───── Data shown
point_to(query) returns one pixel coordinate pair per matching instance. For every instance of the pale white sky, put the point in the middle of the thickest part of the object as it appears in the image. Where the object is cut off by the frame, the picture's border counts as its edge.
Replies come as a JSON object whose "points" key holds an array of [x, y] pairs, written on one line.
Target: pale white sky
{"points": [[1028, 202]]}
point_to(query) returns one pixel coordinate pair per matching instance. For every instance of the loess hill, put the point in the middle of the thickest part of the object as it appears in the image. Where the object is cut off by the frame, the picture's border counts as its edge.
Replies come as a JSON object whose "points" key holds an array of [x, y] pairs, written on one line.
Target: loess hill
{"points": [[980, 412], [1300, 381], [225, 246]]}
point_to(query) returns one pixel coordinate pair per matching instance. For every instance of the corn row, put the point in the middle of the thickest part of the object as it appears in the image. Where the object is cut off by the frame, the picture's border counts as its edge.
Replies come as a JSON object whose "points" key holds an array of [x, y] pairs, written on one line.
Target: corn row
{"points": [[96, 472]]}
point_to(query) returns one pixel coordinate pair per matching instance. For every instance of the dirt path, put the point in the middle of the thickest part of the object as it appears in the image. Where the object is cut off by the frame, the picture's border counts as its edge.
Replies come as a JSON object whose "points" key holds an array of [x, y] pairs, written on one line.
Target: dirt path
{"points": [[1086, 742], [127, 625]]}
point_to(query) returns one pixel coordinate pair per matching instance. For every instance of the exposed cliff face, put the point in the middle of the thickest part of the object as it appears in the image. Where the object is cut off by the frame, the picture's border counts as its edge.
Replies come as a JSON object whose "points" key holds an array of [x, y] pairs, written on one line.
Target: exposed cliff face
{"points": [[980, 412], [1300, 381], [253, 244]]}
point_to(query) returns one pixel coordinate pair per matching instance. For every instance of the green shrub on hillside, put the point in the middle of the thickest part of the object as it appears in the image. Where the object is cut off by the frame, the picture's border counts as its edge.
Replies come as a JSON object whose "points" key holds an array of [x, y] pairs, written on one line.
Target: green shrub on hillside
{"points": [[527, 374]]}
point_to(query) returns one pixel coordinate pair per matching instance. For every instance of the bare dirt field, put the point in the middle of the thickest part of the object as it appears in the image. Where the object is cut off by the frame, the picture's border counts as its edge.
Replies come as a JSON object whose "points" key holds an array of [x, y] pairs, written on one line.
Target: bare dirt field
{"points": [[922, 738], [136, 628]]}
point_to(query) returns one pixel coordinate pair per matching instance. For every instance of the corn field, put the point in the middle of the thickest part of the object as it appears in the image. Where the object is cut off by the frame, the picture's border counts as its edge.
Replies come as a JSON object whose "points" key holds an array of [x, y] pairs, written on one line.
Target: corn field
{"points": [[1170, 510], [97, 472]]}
──────────
**What you need to do**. Your answer should be the records themselves, returned word for word.

**Exercise answer**.
point_to(query) returns one pixel coordinate pair per matching instance. For every instance of the pale white sky, put the point in the middle of the thickest part of the object as it appears in the image. Where the object is cut off by the frame, the picture's border counts as its edge.
Replies come as a JSON object whose "points" key holds an array of [x, y] pairs, written on one line.
Target: pale white sky
{"points": [[1028, 202]]}
point_to(query) returns one pixel coordinate pair per matching instance. For every instance of the loess hill, put the point in the middle of the thickest part of the object as it appears in the image. Where the object is cut off by the frame, the picture's border counts as its edge.
Replies come as a JSON object whose "points" key holds an array of [x, y] pairs, written on one line.
Target: loess hill
{"points": [[980, 412], [1300, 381], [225, 246]]}
point_to(query) returns one pixel coordinate pair per matching instance. For every instance of the corn row, put the point in the middle of the thickest part of the object as it appears in the image. Where the object is cut off by the frame, the picture's border counts as its edge.
Replies come as a JSON object whose "points" key holds an array of [x, y] pairs, written on one line.
Target: corn row
{"points": [[96, 472]]}
point_to(query) returns one pixel coordinate pair per matching instance. For every instance of the dirt path, put the point in the middle of the thickest part of the object as it appears in the image. Where the object is cut off by the frame, the picture's border counts as its edge.
Replies come as a JSON object whose "points" key holds an array of [x, y] pairs, written on one line.
Target: dirt path
{"points": [[1086, 742], [127, 625]]}
point_to(query) returns one pixel coordinate pair per matching instance. For every instance of the exposed cliff face, put the point in the middle of the thickest part of the object as it appears in the image. Where the object is cut off by the frame, the picture's border counts as its edge.
Replies come as a JSON object whose "points" key holds an array of [x, y] pairs, written on one line.
Target: exposed cliff face
{"points": [[980, 412], [1300, 381], [253, 244]]}
point_to(query) returns one pixel coordinate pair per matching instance. For every instance of the green shrub on hillside, put the point in the middle of the thickest part of the object as it appears in the image. Where the object is cut off by the frame, the picture's border counts as its edge.
Replies come as a JSON object whose "points" key holds an array of [x, y] pairs, written on one line.
Target: green shrub on hillside
{"points": [[527, 374]]}
point_to(query) returns one pixel coordinate pair per matching instance. For every instance of the bare dirt field, put the point in the middle of the thickest part of the object as it appears in the image. Where the object is cut off by the frame, the picture's border counts as its edge.
Replies come as a JSON object whose "points" key holds an array of [x, y] pairs, written on one line.
Target: bare dirt field
{"points": [[922, 738], [136, 628]]}
point_to(query) returns one pixel coordinate pair per matching instance. For every instance of the corn field, put the point in the middle of the thickest part of the object as it appears in the image. Where the object is cut off by the frame, the picture's border counts as its edge.
Replies come as a JSON object whose "points" key holds an array of [x, y] pairs, written on one line.
Target: corn field
{"points": [[1170, 510], [97, 472]]}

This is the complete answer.